Exercise brief: Retype the data that follows, keeping every character the same.

Dataset excerpts:
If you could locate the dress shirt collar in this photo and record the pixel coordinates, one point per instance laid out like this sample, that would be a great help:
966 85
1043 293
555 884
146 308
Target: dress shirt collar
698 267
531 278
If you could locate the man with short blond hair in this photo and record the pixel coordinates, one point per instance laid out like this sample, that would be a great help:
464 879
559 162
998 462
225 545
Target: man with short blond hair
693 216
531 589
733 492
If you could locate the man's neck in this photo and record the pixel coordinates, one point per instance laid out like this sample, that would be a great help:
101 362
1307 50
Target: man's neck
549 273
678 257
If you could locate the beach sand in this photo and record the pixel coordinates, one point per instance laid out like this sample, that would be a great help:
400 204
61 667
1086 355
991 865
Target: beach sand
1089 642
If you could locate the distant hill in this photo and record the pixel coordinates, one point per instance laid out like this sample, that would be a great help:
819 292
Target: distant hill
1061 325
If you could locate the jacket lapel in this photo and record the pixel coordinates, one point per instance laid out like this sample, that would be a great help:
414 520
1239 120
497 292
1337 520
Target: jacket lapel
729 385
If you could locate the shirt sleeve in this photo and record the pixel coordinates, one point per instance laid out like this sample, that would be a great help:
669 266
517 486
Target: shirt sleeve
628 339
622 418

Expected answer:
If you could locate the dress shirt collar in this photo and record the pixel coordinates, one point per instance laid out like this sample, that would be a great help:
966 85
1043 293
555 884
146 308
Target: dress shirt collar
698 267
531 278
If you could locate the man with short blond hair in this photo and record the pixel coordinates, one point per instance laid out like this sample, that would be a great help:
464 879
559 162
998 462
225 545
Target: man with short blond hair
693 216
531 589
733 492
If you could locate the man's neck in this photo and record the pixel coordinates, one point per instance laid out like this sample, that would be a great help:
101 362
1307 50
Target: man's neck
549 273
678 257
If you could locate the beach sand in this photo and record the pixel coordinates, one point per instance laid out like this sample, that would be a great help:
400 204
61 667
1086 355
991 865
Target: beach sand
1089 642
If you could locate the distant hill in this photo and record the pixel coordinates, one point per instance laid out like this sample, that would be a great help:
819 292
Target: distant hill
1061 325
If you could locate the jacket lapel in this photo and record the pixel coordinates, one point per instance laid out like this sample, that would be a great help:
414 520
1239 120
497 292
1337 520
Target: jacket lapel
729 385
If you could locate the shirt sleeve in this photo and record the pixel coordinates, one point per instance laid out like this sample, that would be a great help:
669 266
517 486
Target: shirt sleeve
628 339
622 418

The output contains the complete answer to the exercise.